→ **Your goal**: Pull out every line in the items below that contains the word "positive".

→ **Data to process**:

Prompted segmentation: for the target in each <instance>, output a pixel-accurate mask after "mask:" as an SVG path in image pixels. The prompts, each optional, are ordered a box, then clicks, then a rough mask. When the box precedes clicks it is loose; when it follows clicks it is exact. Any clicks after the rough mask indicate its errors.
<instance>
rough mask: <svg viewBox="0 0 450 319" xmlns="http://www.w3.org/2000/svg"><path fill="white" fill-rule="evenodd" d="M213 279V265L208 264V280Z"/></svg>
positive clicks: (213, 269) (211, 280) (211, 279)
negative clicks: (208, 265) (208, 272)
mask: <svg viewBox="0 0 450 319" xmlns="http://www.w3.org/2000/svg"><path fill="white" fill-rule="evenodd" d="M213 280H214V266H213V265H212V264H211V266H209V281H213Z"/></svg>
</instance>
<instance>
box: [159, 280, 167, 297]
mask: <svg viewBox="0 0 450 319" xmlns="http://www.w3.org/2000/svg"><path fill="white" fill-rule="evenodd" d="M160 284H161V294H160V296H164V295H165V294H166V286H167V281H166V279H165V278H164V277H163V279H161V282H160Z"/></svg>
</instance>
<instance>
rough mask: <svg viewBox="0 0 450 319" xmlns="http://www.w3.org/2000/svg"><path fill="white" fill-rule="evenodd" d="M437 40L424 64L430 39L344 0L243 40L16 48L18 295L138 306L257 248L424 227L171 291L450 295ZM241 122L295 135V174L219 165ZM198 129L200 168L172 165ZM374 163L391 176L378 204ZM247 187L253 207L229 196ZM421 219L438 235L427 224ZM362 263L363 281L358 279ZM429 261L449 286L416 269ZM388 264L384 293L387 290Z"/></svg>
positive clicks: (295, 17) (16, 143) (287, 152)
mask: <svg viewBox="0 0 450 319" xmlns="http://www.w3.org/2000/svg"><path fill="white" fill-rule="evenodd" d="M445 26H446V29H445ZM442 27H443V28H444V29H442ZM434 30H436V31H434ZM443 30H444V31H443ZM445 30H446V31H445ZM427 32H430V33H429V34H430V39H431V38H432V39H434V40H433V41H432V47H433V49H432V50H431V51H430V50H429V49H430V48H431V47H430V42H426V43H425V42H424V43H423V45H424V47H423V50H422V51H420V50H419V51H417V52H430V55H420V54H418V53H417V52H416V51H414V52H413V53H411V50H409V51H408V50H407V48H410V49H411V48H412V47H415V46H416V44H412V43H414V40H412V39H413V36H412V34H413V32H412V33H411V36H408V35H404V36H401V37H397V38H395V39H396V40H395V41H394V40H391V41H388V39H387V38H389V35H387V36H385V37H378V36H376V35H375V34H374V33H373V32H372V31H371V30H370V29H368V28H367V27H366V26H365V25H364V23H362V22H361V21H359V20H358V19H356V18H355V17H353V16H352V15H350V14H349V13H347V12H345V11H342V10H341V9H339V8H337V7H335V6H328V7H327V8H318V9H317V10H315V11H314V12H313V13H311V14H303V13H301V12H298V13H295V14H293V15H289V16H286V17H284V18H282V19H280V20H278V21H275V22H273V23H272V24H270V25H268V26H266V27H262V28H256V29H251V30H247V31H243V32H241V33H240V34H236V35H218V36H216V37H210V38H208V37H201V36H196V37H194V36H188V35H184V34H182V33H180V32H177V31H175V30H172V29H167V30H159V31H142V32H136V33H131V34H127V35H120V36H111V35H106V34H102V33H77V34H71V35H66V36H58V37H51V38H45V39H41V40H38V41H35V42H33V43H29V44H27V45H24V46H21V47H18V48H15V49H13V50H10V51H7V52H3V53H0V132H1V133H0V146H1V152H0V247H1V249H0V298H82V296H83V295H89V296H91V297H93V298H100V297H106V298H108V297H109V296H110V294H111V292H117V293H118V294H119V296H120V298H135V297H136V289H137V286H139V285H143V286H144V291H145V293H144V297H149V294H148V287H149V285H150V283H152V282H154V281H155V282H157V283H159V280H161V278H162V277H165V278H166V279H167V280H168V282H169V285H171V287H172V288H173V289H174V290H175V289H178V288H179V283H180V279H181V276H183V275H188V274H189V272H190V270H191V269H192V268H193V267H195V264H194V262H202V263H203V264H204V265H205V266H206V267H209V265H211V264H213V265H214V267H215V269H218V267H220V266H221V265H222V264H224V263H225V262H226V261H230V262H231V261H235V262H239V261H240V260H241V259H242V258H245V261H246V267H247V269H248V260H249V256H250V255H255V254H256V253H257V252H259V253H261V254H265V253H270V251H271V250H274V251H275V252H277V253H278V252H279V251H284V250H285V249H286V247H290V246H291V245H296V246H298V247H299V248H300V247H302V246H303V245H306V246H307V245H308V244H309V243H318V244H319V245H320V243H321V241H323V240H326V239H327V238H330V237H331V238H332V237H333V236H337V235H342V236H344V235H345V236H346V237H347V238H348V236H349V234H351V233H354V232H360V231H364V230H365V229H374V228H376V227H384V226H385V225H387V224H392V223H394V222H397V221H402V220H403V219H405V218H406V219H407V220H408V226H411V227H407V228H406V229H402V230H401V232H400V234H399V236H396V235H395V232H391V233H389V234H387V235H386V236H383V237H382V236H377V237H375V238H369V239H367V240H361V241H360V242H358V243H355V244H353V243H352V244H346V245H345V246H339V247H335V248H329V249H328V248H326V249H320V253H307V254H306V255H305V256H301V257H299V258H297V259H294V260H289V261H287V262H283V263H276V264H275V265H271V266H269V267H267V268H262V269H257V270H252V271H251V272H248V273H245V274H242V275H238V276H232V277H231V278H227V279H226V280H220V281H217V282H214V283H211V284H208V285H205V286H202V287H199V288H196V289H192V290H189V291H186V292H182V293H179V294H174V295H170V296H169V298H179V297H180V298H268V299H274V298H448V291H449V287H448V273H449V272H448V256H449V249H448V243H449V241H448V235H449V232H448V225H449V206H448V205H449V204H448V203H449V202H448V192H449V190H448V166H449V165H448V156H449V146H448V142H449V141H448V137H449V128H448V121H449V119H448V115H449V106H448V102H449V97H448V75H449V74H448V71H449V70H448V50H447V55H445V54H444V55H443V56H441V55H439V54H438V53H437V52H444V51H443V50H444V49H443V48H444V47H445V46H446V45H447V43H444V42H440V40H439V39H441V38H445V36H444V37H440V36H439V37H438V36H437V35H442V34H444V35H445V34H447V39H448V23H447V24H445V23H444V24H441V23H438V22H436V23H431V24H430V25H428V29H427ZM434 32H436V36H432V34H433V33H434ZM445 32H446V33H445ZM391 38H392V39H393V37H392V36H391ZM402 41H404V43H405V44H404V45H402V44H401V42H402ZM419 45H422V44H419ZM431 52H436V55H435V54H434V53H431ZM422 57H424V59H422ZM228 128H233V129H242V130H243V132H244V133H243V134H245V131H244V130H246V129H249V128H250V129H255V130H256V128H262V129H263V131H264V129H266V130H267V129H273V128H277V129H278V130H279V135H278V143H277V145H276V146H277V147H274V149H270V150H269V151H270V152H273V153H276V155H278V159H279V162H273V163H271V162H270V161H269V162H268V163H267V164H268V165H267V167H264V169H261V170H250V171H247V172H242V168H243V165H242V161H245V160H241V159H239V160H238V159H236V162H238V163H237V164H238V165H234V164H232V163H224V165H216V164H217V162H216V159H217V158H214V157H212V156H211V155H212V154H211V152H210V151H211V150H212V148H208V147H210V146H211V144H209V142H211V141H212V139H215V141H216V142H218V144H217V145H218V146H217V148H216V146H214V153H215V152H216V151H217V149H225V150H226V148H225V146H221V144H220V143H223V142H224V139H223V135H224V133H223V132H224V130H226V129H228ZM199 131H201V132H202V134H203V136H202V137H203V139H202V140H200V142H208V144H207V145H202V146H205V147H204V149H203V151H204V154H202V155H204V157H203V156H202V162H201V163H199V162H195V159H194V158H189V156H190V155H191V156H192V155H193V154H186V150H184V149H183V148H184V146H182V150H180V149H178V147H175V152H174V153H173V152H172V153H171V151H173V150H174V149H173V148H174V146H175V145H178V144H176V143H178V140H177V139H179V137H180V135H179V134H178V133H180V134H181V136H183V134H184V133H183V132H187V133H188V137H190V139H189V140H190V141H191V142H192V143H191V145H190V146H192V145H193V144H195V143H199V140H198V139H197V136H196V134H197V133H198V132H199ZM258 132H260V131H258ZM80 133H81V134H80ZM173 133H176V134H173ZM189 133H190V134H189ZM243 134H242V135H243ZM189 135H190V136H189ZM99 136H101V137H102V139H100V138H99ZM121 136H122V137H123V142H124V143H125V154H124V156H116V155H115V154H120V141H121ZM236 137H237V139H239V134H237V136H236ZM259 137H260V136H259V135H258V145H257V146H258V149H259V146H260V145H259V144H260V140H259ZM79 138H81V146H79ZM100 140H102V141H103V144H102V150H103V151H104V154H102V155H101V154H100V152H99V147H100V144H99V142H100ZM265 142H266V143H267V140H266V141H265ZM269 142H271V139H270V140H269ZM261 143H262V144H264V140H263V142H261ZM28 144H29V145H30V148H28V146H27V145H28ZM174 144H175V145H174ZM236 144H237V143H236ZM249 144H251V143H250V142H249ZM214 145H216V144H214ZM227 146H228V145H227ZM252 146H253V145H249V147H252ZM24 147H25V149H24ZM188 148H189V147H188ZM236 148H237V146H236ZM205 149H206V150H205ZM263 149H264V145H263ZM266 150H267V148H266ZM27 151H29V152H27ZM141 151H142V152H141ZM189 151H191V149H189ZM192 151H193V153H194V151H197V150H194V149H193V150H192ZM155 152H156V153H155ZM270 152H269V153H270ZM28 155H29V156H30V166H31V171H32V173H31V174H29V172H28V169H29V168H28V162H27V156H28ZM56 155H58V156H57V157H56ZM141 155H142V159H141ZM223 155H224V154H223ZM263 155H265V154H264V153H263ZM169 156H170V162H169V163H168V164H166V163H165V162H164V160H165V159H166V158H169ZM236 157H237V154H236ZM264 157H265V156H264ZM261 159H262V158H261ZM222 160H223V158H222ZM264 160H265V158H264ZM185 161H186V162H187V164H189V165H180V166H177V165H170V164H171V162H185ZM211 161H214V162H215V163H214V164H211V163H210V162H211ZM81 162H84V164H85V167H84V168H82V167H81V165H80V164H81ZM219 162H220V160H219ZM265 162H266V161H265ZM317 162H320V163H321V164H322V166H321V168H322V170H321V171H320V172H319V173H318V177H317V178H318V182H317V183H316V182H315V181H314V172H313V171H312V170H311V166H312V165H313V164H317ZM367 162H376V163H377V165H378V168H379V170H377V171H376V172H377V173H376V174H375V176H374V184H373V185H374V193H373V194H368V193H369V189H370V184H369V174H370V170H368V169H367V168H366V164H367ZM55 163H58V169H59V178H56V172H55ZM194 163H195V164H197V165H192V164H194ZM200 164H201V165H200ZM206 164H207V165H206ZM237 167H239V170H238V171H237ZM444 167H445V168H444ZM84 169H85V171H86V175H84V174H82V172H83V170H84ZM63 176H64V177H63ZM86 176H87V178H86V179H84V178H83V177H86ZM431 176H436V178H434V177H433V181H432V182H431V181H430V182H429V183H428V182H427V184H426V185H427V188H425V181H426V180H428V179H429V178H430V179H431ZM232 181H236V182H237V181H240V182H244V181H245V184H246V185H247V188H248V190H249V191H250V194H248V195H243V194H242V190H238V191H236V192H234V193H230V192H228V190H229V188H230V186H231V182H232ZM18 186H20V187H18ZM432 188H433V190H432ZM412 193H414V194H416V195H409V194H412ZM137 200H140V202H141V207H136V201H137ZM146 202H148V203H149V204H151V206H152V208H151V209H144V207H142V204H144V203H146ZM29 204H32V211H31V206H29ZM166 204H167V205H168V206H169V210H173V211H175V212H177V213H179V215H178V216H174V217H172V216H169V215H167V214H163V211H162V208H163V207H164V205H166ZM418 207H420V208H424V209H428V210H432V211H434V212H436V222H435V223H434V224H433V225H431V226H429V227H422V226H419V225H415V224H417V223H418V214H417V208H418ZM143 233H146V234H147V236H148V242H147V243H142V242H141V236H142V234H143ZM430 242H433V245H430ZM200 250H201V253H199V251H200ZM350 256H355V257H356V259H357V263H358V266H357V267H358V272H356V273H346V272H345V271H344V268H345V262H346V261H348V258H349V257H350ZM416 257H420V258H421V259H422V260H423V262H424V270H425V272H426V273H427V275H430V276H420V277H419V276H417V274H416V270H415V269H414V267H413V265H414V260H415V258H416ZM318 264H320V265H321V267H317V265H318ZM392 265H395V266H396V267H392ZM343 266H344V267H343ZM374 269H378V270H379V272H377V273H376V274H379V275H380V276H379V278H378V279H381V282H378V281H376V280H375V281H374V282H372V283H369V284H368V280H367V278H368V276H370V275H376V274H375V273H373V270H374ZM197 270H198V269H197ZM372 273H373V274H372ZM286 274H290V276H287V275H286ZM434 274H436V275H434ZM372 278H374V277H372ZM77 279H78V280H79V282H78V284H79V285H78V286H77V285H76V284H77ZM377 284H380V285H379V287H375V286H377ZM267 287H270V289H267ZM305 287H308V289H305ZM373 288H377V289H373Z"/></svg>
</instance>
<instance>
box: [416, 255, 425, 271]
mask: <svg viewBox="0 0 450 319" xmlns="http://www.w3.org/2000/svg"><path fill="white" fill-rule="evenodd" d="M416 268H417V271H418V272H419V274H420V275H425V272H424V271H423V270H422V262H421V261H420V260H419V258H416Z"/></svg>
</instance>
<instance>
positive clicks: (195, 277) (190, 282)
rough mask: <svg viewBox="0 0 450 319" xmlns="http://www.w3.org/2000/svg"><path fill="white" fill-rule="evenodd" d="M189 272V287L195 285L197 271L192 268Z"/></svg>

→ **Reply to the exercise**:
positive clicks: (213, 269) (211, 280) (211, 279)
positive clicks: (295, 17) (16, 143) (287, 152)
positive clicks: (195, 277) (190, 282)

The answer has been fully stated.